It was not immediately clear what caused the delay, which came after weeks of talks involving Israel, Palestinian militant groups, Qatar, Egypt and the United States.
Qatari foreign ministry spokesman Majed Al-Ansari said Thursday that implementation of the accord "continues and is going positively."
"The truce agreement that was reached will be concluded in the coming hours," he said.
'We are winning'
The agreement has been approved by Hamas leaders and by Israel - despite fierce opposition from some within Prime Minister Benjamin Netanyahu's right-wing government.
Minister for National Security Itamar Ben-Gvir described the deal as a "historic mistake" that would embolden Hamas and risk the lives of Israeli troops.
Around 240 hostages were taken by Hamas and other Palestinian gunmen during bloody raids into Israel on October 7, which also killed 1,200 people, most of them civilians, according to Israeli authorities.
The attack prompted a blistering Israeli offensive into Hamas-run Gaza, which authorities there say has killed more than 14,000 people, thousands of them children.
Netanyahu has backed the agreement with Hamas, but vowed the truce will be temporary and will not end the campaign to destroy Hamas.
"We are winning and will continue to fight until absolute victory," he said on Wednesday, vowing to secure Israel from threats emanating from Gaza and Lebanon, home to Iranian-backed Hezbollah militants.
Tensions rose on Israel's northern border early Thursday, after Hezbollah said five fighters, including the son of a senior lawmaker, had been killed.
Since the Israel-Hamas war began on October 7, the frontier between Lebanon and Israel has seen almost daily exchanges of fire, raising fears the Gaza war fuel a regionwide conflagration.
Israel's army said in statements Wednesday evening that it had struck a number of Hezbollah targets, including a "terrorist cell" and infrastructure.
In Washington, the White House said President Joe Biden had spoken to Netanyahu on Wednesday and "emphasised the importance of maintaining calm along the Lebanese border as well as in the West Bank."
The White House has pressed Israel not to escalate clashes with Hezbollah, for fear of sparking a war that could drag in US and Iranian forces.
Biden also spoke to the leaders of Qatar and Egypt Wednesday, as he pushed for the truce to be "fully implemented" and to "ultimately secure the release of all hostages."
In the Red Sea, US Central Command on Thursday said the USS Thomas Hudner had "shot down multiple one-way attack drones launched from Houthi controlled areas in Yemen" - referencing another Iran-backed militia group.

EXTRACTED MATERIAL:
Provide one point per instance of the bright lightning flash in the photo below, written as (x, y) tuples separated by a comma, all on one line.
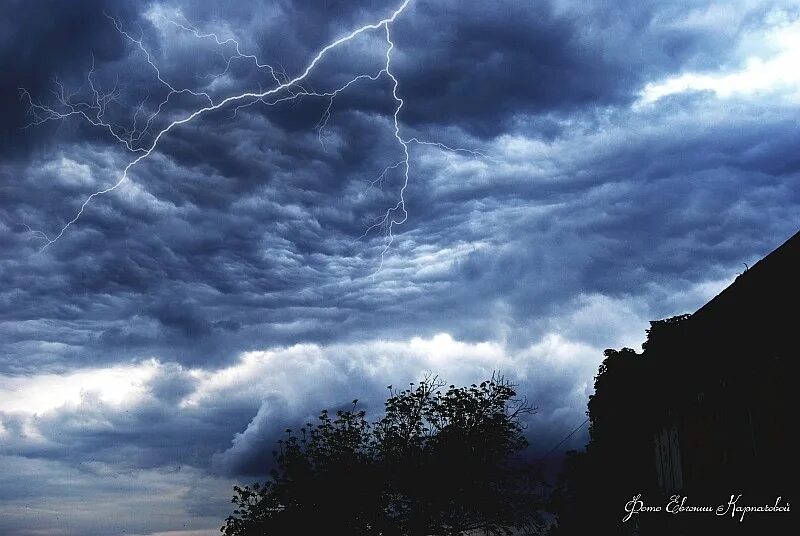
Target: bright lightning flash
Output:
[(134, 138)]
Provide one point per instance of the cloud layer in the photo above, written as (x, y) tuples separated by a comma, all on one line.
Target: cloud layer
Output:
[(631, 158)]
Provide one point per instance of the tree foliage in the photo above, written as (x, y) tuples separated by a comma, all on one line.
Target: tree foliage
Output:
[(439, 462)]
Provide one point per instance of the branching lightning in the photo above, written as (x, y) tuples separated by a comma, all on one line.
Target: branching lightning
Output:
[(135, 138)]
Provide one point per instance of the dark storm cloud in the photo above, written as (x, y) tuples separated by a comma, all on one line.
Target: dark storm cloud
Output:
[(43, 40), (589, 217)]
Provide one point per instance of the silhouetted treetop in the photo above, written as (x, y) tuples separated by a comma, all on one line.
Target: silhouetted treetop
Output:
[(438, 462)]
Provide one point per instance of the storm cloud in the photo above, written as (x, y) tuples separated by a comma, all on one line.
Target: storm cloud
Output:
[(622, 162)]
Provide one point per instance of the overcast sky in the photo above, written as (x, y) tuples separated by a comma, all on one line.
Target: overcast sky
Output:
[(602, 164)]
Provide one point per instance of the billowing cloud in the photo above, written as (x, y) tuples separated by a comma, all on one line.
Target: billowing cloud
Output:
[(630, 158)]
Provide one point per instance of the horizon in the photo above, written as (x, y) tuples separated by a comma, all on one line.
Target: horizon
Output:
[(218, 220)]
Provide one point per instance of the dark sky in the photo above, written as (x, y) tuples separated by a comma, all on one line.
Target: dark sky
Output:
[(602, 165)]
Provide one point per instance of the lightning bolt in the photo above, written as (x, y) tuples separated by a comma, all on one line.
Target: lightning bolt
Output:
[(286, 89)]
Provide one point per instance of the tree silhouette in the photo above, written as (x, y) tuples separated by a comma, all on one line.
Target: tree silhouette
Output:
[(437, 463)]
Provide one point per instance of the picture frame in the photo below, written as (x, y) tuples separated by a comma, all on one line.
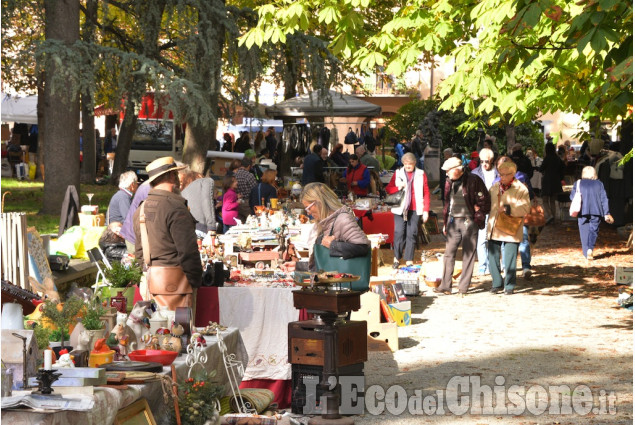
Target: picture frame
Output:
[(400, 294), (138, 413), (379, 290), (432, 225)]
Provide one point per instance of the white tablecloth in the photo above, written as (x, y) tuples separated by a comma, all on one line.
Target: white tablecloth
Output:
[(262, 315), (109, 400)]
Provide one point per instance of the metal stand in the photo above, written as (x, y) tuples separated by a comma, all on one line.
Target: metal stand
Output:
[(332, 414)]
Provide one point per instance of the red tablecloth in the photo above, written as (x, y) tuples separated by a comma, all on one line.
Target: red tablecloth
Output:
[(381, 222)]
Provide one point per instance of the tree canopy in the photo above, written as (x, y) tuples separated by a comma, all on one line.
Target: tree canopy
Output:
[(514, 59)]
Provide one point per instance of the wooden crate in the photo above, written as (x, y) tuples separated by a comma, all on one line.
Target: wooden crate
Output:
[(369, 309)]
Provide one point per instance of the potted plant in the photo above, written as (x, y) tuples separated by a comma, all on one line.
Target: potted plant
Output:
[(62, 316), (122, 278), (92, 322)]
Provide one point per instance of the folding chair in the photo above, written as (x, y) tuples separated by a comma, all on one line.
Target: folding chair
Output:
[(98, 258)]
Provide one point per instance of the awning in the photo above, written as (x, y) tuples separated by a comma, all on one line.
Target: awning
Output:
[(310, 106)]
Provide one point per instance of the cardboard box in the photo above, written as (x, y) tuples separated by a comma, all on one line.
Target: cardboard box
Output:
[(401, 313), (623, 275)]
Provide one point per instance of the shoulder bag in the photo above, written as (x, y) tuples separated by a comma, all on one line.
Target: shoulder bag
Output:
[(576, 202), (359, 266), (505, 223), (395, 199), (168, 285), (536, 216)]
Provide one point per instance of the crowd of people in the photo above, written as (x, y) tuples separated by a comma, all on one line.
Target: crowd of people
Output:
[(485, 199)]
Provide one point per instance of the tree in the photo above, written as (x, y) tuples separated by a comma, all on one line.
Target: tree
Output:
[(513, 58), (61, 107)]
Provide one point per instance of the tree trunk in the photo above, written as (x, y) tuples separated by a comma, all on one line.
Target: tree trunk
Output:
[(510, 134), (61, 111), (197, 139), (89, 162), (207, 68)]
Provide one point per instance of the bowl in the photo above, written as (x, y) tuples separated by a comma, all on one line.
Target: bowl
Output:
[(160, 356)]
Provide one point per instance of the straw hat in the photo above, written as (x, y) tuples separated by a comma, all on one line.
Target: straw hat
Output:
[(161, 166), (451, 163)]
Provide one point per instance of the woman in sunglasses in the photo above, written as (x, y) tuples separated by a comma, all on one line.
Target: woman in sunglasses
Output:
[(356, 177), (335, 227)]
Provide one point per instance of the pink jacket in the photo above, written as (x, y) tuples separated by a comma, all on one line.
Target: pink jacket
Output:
[(230, 207)]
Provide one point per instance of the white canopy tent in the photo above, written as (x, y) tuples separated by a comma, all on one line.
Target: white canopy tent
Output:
[(19, 109)]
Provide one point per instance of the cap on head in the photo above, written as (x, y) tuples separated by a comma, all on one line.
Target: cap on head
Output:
[(161, 166), (451, 163)]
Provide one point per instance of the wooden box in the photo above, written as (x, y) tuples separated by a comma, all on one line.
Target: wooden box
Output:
[(401, 313), (320, 300), (369, 310), (306, 343)]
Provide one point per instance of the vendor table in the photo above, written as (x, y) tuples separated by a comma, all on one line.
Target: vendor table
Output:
[(262, 316), (381, 222), (108, 401)]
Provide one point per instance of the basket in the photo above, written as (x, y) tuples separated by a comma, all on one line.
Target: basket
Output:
[(410, 288), (433, 283)]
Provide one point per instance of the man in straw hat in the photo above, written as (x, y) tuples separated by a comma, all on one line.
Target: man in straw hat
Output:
[(171, 237), (467, 202)]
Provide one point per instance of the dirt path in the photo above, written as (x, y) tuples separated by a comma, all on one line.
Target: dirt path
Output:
[(561, 328)]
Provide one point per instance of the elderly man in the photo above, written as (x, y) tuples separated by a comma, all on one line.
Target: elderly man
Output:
[(366, 158), (120, 201), (487, 172), (467, 202), (447, 154), (168, 236)]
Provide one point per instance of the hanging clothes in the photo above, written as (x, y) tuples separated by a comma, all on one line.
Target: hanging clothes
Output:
[(70, 209)]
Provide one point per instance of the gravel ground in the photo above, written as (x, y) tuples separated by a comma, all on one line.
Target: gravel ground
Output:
[(561, 328)]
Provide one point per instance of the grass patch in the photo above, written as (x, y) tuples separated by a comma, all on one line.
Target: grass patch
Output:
[(27, 197)]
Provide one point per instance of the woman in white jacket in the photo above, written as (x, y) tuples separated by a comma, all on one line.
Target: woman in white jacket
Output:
[(414, 204)]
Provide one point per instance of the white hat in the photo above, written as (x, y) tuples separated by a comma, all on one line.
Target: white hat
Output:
[(161, 166), (451, 163)]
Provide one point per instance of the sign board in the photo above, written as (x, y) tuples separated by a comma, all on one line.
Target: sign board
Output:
[(623, 275)]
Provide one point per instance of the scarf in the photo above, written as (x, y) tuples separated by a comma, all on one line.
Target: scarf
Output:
[(407, 195), (504, 187)]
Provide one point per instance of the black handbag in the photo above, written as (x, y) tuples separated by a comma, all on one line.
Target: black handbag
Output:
[(394, 198)]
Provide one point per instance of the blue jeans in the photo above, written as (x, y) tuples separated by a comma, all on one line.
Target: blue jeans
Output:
[(525, 249), (589, 226), (481, 249)]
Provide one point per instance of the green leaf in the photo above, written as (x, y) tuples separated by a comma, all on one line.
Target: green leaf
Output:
[(532, 16), (586, 39), (598, 42)]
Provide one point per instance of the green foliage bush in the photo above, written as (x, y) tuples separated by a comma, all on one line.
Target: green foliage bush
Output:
[(122, 276)]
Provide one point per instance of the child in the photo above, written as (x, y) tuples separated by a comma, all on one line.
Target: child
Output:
[(230, 202)]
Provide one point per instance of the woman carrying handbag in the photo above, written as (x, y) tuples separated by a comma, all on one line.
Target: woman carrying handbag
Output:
[(414, 204), (510, 204), (594, 206)]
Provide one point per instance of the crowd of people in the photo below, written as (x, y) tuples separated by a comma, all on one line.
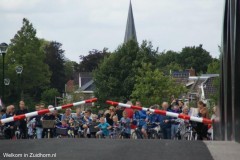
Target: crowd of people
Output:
[(114, 122)]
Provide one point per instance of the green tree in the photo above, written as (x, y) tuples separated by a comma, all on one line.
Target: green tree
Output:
[(69, 69), (48, 96), (214, 68), (173, 66), (115, 77), (55, 59), (25, 50), (165, 58), (152, 87), (90, 62), (195, 57)]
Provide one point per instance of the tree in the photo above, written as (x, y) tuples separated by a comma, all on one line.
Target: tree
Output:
[(55, 60), (90, 62), (69, 69), (195, 57), (173, 66), (115, 77), (214, 68), (153, 87), (165, 58), (48, 96), (25, 50)]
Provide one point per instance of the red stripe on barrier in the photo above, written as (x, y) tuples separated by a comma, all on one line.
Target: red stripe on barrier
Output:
[(184, 116), (162, 112), (91, 100), (67, 106), (19, 117), (43, 111), (112, 103), (207, 121)]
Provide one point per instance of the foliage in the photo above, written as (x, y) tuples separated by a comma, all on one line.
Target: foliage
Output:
[(69, 69), (153, 87), (90, 62), (190, 57), (48, 96), (115, 77), (195, 57), (214, 68), (25, 50), (173, 66)]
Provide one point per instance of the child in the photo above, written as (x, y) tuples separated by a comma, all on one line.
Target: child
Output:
[(115, 128), (62, 129), (104, 127), (125, 124), (92, 128)]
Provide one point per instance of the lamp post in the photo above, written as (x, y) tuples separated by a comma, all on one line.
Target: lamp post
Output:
[(3, 50), (19, 70)]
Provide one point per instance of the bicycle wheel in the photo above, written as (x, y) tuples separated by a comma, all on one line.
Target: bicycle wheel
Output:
[(187, 136), (134, 135), (153, 135)]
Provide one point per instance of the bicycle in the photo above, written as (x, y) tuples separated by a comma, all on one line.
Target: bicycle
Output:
[(190, 134), (152, 132)]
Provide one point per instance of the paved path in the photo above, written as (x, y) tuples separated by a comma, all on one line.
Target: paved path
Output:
[(107, 149), (104, 149)]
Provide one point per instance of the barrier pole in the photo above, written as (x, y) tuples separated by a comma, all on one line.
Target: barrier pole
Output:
[(43, 111)]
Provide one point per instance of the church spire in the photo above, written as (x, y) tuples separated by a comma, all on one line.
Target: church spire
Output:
[(130, 32)]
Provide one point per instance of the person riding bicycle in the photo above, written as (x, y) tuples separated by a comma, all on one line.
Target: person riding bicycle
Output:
[(115, 130), (104, 128), (125, 123), (139, 117), (22, 124), (152, 118), (87, 121), (9, 128)]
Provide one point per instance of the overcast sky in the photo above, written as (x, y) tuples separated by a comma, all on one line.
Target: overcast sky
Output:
[(83, 25)]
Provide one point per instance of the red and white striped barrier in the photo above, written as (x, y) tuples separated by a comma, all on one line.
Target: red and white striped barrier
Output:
[(43, 111), (162, 112)]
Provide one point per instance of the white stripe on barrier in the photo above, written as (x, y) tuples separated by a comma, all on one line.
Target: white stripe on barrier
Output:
[(171, 114), (124, 105), (145, 109), (35, 113), (196, 119), (7, 120), (78, 103)]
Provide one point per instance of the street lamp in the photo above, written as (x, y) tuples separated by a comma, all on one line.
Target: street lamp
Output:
[(3, 50), (19, 70)]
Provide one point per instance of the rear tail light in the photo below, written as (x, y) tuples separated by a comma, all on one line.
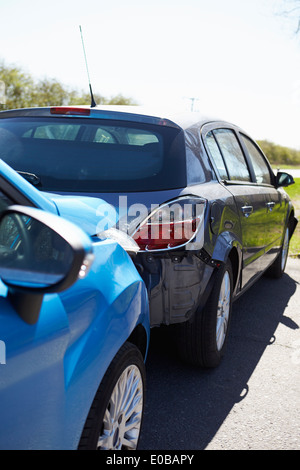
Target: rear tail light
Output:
[(70, 111), (171, 225)]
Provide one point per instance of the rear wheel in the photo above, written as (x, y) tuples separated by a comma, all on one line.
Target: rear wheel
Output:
[(115, 418), (202, 340)]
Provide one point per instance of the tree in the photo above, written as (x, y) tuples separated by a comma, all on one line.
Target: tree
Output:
[(22, 91)]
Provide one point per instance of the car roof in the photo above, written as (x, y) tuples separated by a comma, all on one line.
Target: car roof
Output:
[(153, 115)]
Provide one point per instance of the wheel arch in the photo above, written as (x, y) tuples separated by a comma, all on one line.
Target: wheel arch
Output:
[(139, 338)]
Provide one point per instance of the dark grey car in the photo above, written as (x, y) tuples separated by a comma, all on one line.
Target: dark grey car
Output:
[(195, 200)]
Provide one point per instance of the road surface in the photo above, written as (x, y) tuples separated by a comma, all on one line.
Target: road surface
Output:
[(252, 400)]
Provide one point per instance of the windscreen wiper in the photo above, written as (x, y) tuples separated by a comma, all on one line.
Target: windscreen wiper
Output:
[(31, 177)]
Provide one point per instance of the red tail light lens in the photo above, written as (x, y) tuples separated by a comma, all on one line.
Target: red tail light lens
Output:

WORK INSTRUCTIONS:
- A) In the news excerpt on the Israel-Hamas truce, who called the deal a "historic mistake"?
- B) Quote the news excerpt on the Israel-Hamas truce from "Tensions rose on" up to and including "and Iranian forces.".
- C) Continue the news excerpt on the Israel-Hamas truce from where it stops.
The records stand apart from the news excerpt and are separate material.

RESPONSES BY TASK:
- A) Minister for National Security Itamar Ben-Gvir.

- B)
Tensions rose on Israel's northern border early Thursday, after Hezbollah said five fighters, including the son of a senior lawmaker, had been killed.
Since the Israel-Hamas war began on October 7, the frontier between Lebanon and Israel has seen almost daily exchanges of fire, raising fears the Gaza war fuel a regionwide conflagration.
Israel's army said in statements Wednesday evening that it had struck a number of Hezbollah targets, including a "terrorist cell" and infrastructure.
In Washington, the White House said President Joe Biden had spoken to Netanyahu on Wednesday and "emphasised the importance of maintaining calm along the Lebanese border as well as in the West Bank."
The White House has pressed Israel not to escalate clashes with Hezbollah, for fear of sparking a war that could drag in US and Iranian forces.

- C)
'Pain in my heart'
Families on both sides grappled with a lack of clarity over how the releases would unfold.
"We don't know who will get out because Hamas will release the names every evening of those who will get out the next day," said Gilad Korngold, whose son and daughter-in-law are being held in Gaza along with their two children and other relatives.
Israel's list of eligible Palestinian prisoners included 123 detainees under 18 and 33 women, among them Shrouq Dwayyat, convicted of attempted murder in a 2015 knife attack.
"I had hoped that she would come out in a deal," her mother, Sameera Dwayyat, said, but added that her relief was tempered by "great pain in my heart" over the dead children in Gaza.
In Khan Yunis, southern Gaza, displaced Palestinians remained sceptical about the Israel-Hamas deal.
"What truce are they talking about? We don't need a truce just so aid can come in. We want to go home," said Maysara Assabagh, who fled northern Gaza for a hospital that now shelters about 35,000 displaced people.
Large parts of Gaza have been flattened by thousands of air strikes, and the territory faces shortages of food, water and fuel.
For now, Israel appeared to be pushing on with its offensive in northern Gaza, with witnesses reporting strikes on Kamal Adwan hospital and nearby homes.
Medical workers treated bloodied, dust-covered survivors as other residents fled through debris-strewn streets to safety.
At Gaza's biggest hospital, the Al-Shifa, Israeli soldiers escorted journalists to a tunnel shaft they said was part of a vast underground network Hamas uses for military purposes - a claim Hamas denies.